Required task 1:
In the public defender article, what was the average time a New Orleans public defender spent on an individual's case?
Required task 2:
Duplicate the part of the public defender article between "November 20, 2019;" and "was seven minutes.", inclusive.

November 20, 2019; Kansas City Star
When you are poor and facing criminal court charges, you are entitled to a lawyer, as the US Supreme Court decided in 1963 in Gideon v. Wainwright. Most of the time, that lawyer is a public defender, providing you legal services at no charge. But if you live in Missouri, the public defender you may be working could have a caseload of close to 70 clients. (In one case, it was 763!) So you may not get a lot of time with your lawyer. Alas, Missouri, is not the only state where legal support is deficient; in Louisiana, it was found a few years ago that the average time spent by a New Orleans public defender on an individual’s case was seven minutes.
As in Louisiana, overburdened public defenders in Missouri have pushed for changes in their workload. But those who can authorize these changes are Missouri’s judges, who don’t seem inclined to do so. Instead, they are doing what is so often done, namely pushing public defenders to bypass ethics concerns that require them to handle cases competently and instead simply move faster to get cases settled.

Record list:
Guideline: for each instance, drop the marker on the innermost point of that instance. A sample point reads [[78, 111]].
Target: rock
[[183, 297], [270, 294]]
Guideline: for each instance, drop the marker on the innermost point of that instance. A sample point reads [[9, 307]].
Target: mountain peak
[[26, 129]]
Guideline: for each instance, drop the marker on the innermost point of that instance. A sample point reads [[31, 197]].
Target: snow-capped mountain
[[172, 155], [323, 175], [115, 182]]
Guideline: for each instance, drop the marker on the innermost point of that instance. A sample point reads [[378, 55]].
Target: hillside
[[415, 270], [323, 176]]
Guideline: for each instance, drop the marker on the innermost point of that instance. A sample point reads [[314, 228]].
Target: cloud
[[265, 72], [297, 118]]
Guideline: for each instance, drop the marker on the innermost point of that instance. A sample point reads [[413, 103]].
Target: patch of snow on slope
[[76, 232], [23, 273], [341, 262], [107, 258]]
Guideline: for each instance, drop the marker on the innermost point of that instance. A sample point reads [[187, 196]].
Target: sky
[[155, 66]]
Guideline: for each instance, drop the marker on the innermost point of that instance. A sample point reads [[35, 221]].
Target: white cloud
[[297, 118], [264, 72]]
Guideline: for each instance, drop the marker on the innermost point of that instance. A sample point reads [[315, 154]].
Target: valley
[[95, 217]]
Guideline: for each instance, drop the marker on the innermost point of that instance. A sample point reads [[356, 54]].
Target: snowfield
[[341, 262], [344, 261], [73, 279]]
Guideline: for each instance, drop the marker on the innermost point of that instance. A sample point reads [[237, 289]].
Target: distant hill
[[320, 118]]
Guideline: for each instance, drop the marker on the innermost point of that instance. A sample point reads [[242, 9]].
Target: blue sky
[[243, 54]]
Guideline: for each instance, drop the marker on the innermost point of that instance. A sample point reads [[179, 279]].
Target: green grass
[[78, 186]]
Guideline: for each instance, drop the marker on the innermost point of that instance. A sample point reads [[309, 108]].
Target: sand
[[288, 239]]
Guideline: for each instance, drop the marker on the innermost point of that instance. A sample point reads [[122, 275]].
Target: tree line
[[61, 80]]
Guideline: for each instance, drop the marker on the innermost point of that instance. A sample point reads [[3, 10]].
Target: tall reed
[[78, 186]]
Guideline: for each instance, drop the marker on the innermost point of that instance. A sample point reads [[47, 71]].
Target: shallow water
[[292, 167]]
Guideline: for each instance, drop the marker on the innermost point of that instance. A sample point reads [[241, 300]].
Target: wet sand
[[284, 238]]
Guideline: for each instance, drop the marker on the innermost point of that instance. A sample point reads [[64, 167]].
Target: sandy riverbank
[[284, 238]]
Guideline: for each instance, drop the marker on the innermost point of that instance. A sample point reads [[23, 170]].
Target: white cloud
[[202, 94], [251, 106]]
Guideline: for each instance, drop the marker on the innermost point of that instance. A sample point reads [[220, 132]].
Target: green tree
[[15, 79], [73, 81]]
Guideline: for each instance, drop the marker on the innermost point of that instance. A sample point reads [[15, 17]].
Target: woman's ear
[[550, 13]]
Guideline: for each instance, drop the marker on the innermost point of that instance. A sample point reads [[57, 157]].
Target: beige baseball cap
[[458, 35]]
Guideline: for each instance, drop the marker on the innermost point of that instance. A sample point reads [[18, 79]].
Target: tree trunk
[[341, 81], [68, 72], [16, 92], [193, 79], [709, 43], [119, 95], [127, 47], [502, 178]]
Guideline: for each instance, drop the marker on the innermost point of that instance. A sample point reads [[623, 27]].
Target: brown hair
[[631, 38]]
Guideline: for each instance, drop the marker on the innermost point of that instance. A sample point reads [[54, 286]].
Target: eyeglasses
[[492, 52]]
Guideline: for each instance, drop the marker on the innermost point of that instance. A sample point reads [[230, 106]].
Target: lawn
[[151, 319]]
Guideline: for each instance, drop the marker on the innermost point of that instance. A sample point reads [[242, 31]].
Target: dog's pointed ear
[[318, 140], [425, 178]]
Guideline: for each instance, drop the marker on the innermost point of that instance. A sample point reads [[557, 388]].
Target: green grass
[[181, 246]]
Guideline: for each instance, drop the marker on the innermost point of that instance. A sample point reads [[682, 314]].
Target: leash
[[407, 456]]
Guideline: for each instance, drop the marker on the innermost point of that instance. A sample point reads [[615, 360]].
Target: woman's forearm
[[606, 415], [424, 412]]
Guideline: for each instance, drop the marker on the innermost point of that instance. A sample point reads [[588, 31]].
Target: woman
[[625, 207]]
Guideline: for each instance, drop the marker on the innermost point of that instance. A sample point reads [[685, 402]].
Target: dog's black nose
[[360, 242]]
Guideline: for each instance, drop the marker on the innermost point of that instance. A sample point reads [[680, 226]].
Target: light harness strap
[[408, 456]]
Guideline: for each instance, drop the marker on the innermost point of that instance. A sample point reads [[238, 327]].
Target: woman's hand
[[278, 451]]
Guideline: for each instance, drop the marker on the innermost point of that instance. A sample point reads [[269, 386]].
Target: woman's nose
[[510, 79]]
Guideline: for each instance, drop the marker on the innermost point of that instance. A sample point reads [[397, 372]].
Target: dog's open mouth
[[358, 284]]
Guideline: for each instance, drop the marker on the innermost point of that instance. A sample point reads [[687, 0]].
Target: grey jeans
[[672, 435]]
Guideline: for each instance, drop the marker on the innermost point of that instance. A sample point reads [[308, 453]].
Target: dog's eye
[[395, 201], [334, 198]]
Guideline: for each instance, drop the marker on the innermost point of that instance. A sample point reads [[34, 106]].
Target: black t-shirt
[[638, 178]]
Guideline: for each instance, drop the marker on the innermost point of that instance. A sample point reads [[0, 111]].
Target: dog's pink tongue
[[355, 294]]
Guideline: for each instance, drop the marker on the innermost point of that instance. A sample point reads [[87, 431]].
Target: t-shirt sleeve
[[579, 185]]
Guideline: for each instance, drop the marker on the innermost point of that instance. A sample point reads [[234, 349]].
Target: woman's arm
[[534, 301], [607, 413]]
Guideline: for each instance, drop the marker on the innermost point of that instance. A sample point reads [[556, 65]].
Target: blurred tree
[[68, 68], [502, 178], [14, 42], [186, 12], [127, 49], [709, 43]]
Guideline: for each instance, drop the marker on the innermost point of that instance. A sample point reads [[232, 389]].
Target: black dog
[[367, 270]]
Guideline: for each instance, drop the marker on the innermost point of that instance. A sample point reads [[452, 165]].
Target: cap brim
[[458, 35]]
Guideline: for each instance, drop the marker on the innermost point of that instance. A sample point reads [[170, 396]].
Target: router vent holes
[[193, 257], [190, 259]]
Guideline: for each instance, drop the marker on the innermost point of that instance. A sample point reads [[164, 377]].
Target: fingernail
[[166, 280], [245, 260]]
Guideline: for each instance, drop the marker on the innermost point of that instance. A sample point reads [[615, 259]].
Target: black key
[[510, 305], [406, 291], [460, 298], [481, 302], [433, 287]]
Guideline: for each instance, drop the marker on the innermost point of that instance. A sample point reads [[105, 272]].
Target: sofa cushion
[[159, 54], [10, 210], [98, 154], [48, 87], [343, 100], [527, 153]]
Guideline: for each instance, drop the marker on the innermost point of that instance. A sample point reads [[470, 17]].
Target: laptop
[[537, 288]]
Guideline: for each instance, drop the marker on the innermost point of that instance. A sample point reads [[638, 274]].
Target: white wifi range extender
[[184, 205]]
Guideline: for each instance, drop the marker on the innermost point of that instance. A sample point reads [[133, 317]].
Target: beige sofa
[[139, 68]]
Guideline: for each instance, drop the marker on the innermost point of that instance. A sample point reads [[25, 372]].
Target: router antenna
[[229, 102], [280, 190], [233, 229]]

Worked solution 1:
Seven minutes.

Worked solution 2:
November 20, 2019; Kansas City Star
When you are poor and facing criminal court charges, you are entitled to a lawyer, as the US Supreme Court decided in 1963 in Gideon v. Wainwright. Most of the time, that lawyer is a public defender, providing you legal services at no charge. But if you live in Missouri, the public defender you may be working could have a caseload of close to 70 clients. (In one case, it was 763!) So you may not get a lot of time with your lawyer. Alas, Missouri, is not the only state where legal support is deficient; in Louisiana, it was found a few years ago that the average time spent by a New Orleans public defender on an individual’s case was seven minutes.